[Records from a point labeling set]
>> Start

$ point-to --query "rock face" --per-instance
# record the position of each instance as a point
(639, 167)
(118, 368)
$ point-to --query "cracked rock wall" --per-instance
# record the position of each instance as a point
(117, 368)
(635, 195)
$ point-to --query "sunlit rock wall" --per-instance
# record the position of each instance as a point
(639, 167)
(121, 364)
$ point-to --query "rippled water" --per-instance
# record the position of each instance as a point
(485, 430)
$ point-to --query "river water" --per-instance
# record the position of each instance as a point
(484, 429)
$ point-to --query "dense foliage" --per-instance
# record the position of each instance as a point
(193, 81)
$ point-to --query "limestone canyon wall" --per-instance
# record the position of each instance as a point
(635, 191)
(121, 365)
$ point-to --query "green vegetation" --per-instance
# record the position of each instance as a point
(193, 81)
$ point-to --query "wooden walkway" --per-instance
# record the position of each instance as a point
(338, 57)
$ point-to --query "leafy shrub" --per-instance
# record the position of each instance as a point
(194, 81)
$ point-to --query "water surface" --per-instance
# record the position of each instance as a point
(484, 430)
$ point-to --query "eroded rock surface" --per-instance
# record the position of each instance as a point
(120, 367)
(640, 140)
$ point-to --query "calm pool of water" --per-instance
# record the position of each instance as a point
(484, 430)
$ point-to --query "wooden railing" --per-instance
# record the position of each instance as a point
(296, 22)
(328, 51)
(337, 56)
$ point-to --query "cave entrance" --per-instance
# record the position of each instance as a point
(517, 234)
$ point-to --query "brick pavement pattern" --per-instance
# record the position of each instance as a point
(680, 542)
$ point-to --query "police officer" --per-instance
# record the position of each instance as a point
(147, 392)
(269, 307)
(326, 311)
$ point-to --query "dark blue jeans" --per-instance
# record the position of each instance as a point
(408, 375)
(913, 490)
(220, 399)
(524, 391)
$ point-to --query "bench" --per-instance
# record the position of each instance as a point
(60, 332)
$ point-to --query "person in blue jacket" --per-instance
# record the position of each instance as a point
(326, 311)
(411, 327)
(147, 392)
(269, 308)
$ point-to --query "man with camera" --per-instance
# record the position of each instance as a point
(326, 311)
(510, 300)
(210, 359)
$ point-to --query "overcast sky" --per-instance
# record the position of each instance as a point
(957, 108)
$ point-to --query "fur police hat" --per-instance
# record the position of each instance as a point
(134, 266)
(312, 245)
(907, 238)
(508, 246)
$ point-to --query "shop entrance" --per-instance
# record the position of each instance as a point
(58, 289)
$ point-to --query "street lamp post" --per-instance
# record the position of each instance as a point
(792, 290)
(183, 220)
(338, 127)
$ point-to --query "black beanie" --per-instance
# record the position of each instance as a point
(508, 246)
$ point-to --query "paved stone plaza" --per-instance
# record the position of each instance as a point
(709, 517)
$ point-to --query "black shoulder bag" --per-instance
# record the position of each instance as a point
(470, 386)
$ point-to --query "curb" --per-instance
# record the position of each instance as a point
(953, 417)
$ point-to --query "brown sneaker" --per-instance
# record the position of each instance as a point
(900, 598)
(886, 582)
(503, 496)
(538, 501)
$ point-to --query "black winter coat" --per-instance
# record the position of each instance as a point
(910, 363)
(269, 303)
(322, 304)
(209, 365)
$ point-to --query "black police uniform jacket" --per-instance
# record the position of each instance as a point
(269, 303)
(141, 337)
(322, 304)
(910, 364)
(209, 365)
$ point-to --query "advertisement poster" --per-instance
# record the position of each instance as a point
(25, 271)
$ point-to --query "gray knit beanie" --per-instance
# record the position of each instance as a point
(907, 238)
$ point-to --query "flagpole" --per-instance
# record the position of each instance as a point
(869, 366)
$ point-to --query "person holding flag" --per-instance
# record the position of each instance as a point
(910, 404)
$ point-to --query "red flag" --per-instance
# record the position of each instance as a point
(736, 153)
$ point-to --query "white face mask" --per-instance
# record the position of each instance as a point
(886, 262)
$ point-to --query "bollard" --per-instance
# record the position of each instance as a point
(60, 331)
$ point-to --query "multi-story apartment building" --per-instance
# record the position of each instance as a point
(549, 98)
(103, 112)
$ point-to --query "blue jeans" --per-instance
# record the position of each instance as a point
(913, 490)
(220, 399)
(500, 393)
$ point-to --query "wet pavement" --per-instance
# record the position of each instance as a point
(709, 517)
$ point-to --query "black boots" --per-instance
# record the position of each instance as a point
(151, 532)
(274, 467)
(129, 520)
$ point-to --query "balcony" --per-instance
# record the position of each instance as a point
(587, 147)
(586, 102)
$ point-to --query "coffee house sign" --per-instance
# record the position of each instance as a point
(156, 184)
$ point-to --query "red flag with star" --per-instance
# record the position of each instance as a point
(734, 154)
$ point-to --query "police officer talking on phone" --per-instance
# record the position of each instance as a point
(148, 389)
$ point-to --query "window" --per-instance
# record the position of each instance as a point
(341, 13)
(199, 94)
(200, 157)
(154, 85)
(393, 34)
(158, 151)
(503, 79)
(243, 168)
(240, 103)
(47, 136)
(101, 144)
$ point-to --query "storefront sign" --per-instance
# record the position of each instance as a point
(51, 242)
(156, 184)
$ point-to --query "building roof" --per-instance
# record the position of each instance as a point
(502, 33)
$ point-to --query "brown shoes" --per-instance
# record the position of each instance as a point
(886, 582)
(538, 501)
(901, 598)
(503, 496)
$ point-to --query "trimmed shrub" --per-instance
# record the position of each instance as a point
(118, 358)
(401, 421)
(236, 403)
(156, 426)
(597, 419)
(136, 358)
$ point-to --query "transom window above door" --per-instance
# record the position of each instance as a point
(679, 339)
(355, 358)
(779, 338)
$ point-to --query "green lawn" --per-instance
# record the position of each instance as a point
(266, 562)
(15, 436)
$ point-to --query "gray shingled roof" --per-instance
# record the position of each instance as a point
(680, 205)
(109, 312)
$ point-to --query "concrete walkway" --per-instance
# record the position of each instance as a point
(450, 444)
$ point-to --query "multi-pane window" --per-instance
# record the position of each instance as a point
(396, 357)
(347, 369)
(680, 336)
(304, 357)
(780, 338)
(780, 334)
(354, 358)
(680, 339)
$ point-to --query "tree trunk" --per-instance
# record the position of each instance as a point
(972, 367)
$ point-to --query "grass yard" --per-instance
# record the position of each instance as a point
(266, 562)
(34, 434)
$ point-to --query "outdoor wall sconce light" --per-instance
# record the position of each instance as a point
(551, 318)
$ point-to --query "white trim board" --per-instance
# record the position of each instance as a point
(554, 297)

>> End

### GIVEN INSTRUCTION
Reproduce the listing above verbatim, from first line to last.

### SOLUTION FOR THIS TASK
$ point-to --query "rock face" --per-instance
# record the position of each instance as a point
(639, 167)
(118, 368)
$ point-to --query "cracked rock wall" --per-instance
# record the position of each instance as a point
(117, 368)
(635, 195)
$ point-to --query "sunlit rock wall" --per-instance
# record the position of each instance as a point
(639, 167)
(121, 364)
$ point-to --query "rippled water" --per-instance
# record the position of each instance as a point
(485, 430)
$ point-to --query "river water" --per-instance
# record the position of each instance as a point
(484, 429)
$ point-to --query "dense foliage" --per-instance
# record the position of each instance as a point
(193, 81)
$ point-to --query "limestone canyon wall" --per-instance
# record the position of each instance as a point
(635, 191)
(121, 365)
$ point-to --query "green vegetation" --per-instance
# record the position of each instance as a point
(193, 81)
$ point-to --query "wooden walkway" --per-instance
# record the position of each instance as a point
(338, 57)
$ point-to --query "leafy shrub" --per-instance
# record the position of each instance as a point
(194, 81)
$ point-to --query "water surface" --per-instance
# record the position of each instance as a point
(484, 430)
$ point-to --query "eroded rock surface" --per-instance
# record the position of each instance as a point
(120, 367)
(640, 140)
$ point-to --query "calm pool of water" --per-instance
# record the position of each instance as a point
(484, 430)
$ point-to --query "wooden railing" --per-instance
# record the position of each instance as a point
(296, 22)
(328, 51)
(337, 56)
$ point-to --query "cave entrance" --per-instance
# record the position of each instance as a point
(517, 234)
$ point-to --query "brick pavement pattern" --per-instance
# record the position of each instance as a point
(680, 542)
$ point-to --query "police officer" --per-instance
# record the position of each instance as a point
(147, 392)
(269, 307)
(326, 311)
$ point-to --query "dark blue jeans" --per-instance
# record the position of each instance as a point
(408, 375)
(913, 490)
(220, 399)
(524, 391)
$ point-to --query "bench" --per-instance
# record the position of each instance as a point
(60, 332)
$ point-to --query "person in blue jacket" --per-instance
# record the position of each instance as a point
(326, 311)
(411, 327)
(147, 392)
(269, 308)
$ point-to --query "man with camera" --per-instance
# record the position of each instance as a point
(326, 311)
(510, 300)
(210, 359)
$ point-to --query "overcast sky" --per-instance
# record the position of each instance as a point
(957, 108)
$ point-to --query "fur police hat" --per-instance
# record the position of each instance as a point
(134, 266)
(312, 245)
(907, 238)
(508, 246)
$ point-to --query "shop entrance" --per-instance
# record the position of each instance as a point
(58, 289)
$ point-to --query "street lamp post" --per-instance
# record the position of each instance as a point
(792, 290)
(183, 220)
(338, 127)
$ point-to --query "black beanie" --per-instance
# record the position of each instance as a point
(508, 246)
$ point-to --query "paved stone plaza" --per-instance
# record the position of each instance as a point
(709, 517)
$ point-to --query "black shoulder bag" --per-instance
# record the position of each instance as a point
(470, 386)
$ point-to --query "curb" --per-instance
# record the position of each instance as a point
(953, 417)
$ point-to --query "brown sneaker" --per-instance
# record the position of each instance as a point
(900, 598)
(886, 582)
(503, 496)
(538, 501)
$ point-to --query "black winter coat" --per-instance
# record the position of each instance as a point
(910, 363)
(269, 303)
(322, 304)
(209, 365)
$ point-to --query "black police uniform jacket" --per-instance
# record the position of each instance as a point
(269, 303)
(141, 337)
(322, 304)
(910, 364)
(209, 365)
$ point-to --query "advertisement poster" --per-instance
# record the position of each instance as a point
(25, 271)
$ point-to --query "gray knit beanie" --per-instance
# record the position of each instance as a point
(907, 238)
$ point-to --query "flagpole" --per-instance
# record the position of each instance as a point
(869, 366)
$ point-to --query "person holding flag" --per-instance
# record the position of each instance as a point
(910, 404)
$ point-to --query "red flag" --per-instance
# record the position of each instance as a point
(736, 153)
$ point-to --query "white face mask" --per-instance
# record the position of each instance as a point
(886, 262)
$ point-to --query "bollard" --per-instance
# record the position of each instance as a point
(60, 331)
$ point-to --query "multi-story apartment building" --per-instance
# record the position of each instance as a point
(549, 98)
(103, 112)
$ point-to --query "blue jeans" --per-instance
# record the position of each instance as a point
(913, 490)
(220, 399)
(500, 393)
$ point-to --query "wet pavement" --per-instance
# record the position of each instance as a point
(709, 517)
$ point-to --query "black boots" --per-instance
# record the position of each instance as a point
(151, 532)
(274, 467)
(129, 520)
$ point-to --query "balcony" --per-instance
# record the position of each instance as a point
(587, 147)
(586, 102)
$ point-to --query "coffee house sign" --per-instance
# record the position of each instance as a point
(156, 184)
$ point-to --query "red flag with star" --per-instance
# record the position of each instance as a point
(734, 154)
$ point-to --query "police officer talking on phone" --per-instance
# record the position of each instance as a point
(148, 389)
$ point-to --query "window" --per-instance
# record the position of each instance as a point
(341, 13)
(199, 94)
(200, 157)
(154, 85)
(393, 34)
(158, 151)
(503, 79)
(243, 168)
(240, 103)
(47, 136)
(101, 144)
$ point-to --query "storefront sign" --per-instance
# record the position of each instance as a point
(51, 242)
(156, 184)
$ point-to --query "building roof" --per-instance
# record the position of each instance as a point
(502, 33)
$ point-to --query "brown shoes" --per-instance
# record the position of each instance as a point
(886, 582)
(538, 501)
(901, 598)
(503, 496)
$ point-to --query "trimmed shrub" --per-instance
# record the position of each instance as a point
(118, 358)
(401, 421)
(236, 403)
(156, 426)
(597, 419)
(136, 358)
$ point-to --query "transom window above door" --per-instance
# record the position of each instance as a point
(679, 339)
(355, 358)
(779, 338)
$ point-to --query "green lawn" --per-instance
# record the position of each instance as a point
(266, 562)
(15, 436)
$ point-to --query "gray shingled roof" --per-instance
# record the position of each instance as a point
(680, 205)
(109, 312)
$ point-to --query "concrete walkway" --per-instance
# record the position of each instance as a point
(450, 444)
$ point-to --query "multi-pane window" --per-instance
# record the position of each instance as a point
(396, 357)
(347, 369)
(680, 336)
(304, 357)
(780, 338)
(780, 334)
(354, 358)
(680, 339)
$ point-to --query "tree trunk" --per-instance
# record the position of each instance as a point
(972, 367)
$ point-to --query "grass yard" --per-instance
# record the position of each instance as a point
(266, 562)
(34, 434)
$ point-to --query "outdoor wall sconce light" --per-instance
# record the position of each instance as a point
(551, 318)
$ point-to --query "white trim board" --per-instance
# record the position of each instance as a point
(554, 297)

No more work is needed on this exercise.